:: Instructions for the task ::
Every word of every entry must be retyped exactly.

:: Provided data ::
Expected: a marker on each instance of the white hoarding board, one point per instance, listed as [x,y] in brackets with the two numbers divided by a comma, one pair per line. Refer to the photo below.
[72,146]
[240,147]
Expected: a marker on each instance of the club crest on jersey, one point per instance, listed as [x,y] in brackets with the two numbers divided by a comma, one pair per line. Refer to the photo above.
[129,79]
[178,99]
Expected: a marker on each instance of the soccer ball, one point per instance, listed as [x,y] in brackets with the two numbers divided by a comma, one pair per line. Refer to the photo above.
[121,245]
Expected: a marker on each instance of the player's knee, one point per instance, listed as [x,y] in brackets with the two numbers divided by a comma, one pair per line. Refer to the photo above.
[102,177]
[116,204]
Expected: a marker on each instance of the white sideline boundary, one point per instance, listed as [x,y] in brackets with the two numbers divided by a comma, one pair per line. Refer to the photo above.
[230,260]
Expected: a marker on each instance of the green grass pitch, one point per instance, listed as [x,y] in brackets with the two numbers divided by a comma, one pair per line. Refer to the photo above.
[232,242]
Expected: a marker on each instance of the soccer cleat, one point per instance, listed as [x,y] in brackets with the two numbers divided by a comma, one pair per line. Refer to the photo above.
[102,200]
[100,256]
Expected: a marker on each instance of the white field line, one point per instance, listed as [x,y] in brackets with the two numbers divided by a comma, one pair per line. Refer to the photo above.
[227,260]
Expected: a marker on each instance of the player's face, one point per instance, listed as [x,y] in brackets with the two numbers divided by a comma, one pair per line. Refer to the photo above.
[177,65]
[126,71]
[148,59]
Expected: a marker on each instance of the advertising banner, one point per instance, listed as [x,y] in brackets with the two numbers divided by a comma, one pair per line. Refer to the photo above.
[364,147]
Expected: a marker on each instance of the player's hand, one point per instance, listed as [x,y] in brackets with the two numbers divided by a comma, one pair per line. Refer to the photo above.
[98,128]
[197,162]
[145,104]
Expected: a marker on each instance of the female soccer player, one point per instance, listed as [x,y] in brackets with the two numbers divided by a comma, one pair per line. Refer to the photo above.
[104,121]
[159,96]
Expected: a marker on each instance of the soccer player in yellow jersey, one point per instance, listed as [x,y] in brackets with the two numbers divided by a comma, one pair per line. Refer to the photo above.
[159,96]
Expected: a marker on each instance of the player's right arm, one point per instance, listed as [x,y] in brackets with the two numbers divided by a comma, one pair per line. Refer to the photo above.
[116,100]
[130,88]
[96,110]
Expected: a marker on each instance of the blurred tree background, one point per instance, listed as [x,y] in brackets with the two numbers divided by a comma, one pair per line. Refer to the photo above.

:: Reply ::
Expected: a marker on each instance of the white hoarding board, one point per instance, listed as [x,y] in brackets with the two numbers divided by a comma, one pair per line. Refer to the photo below.
[72,146]
[240,147]
Expected: a marker on each instance of the club crest on jersey, one point per instance, listed as [x,y] in brackets with the two numbers divided by a comma, one pair per line. Refer to the photo above.
[129,79]
[178,99]
Expected: a marker on each instance of the soccer ball, one point per instance, listed as [x,y] in brackets with the two numbers divided by a comma, one pair per line. Refer to the photo above.
[121,245]
Expected: a marker on each instance of the player's knee, one point per instance, listed as [x,y] in brackets with the two numbers divided by a comma, one pair per line. Refer to the photo above.
[102,177]
[116,204]
Expected: a marker on each instance of the white sideline boundary, one point per instance, listed as [x,y] in brackets with the two numbers divided by a comma, one pair per line. Refer to the photo above.
[230,260]
Expected: a marker on each instance of the green grass pitch, one point per instance, listed as [x,y] in brackets with the two numbers divided by a comma, one pair per line. Refer to the photo above.
[232,242]
Expected: a marker on each instance of the soccer cleat, one point per instance, listed as [x,y] in brackets with the two numbers divided by a comma, one pair per line. Refer to the photo above.
[102,200]
[100,256]
Expected: a marker on each instance of the white field line, one point per instance, listed as [x,y] in brackets with the two numbers divided by a comma, one pair per line. Refer to the photo above.
[227,260]
Expected: a marker on each instance of the player's face, one point per instance, listed as [x,y] in brackets with the two numbers divided by a comma, one pair per line. Refer to the photo above.
[177,65]
[126,71]
[148,59]
Expected: a marker on each instance of the advertising banner, one point per instance, listed as [x,y] in brackets with the two numbers divided by a comma, one pair per line. Refer to the photo above.
[364,147]
Expected: a marker on each instance of the player's hand, one point per instance, listed as [x,y] in brackets with the two numbers divided by a comma, one pair per line. Refer to the photo above.
[98,128]
[197,162]
[145,104]
Expected: a marker on each instance of the female soccer player, one point per instance, listed as [x,y] in brackets with the two numbers divided by a comma, one pair per line. Refer to the photo above.
[104,121]
[159,96]
Expected: a marker on each instance of the soccer player in yellow jersey, one point per instance, listed as [x,y] in brackets with the two numbers divided by a comma, one pair per line. Refer to the photo above.
[159,96]
Expected: a marker on each instance of the player's right arm, one point per instance, listed as [x,y] in brackets with the two numbers divided by a comma, one pair per line. Refer to the photo above.
[116,100]
[130,88]
[96,110]
Expected: a marker on each instance of the blurred tree background, one point per instance, listed as [x,y] in brackets with the two numbers divided by a comma, one pair per line. Refer to the photo above.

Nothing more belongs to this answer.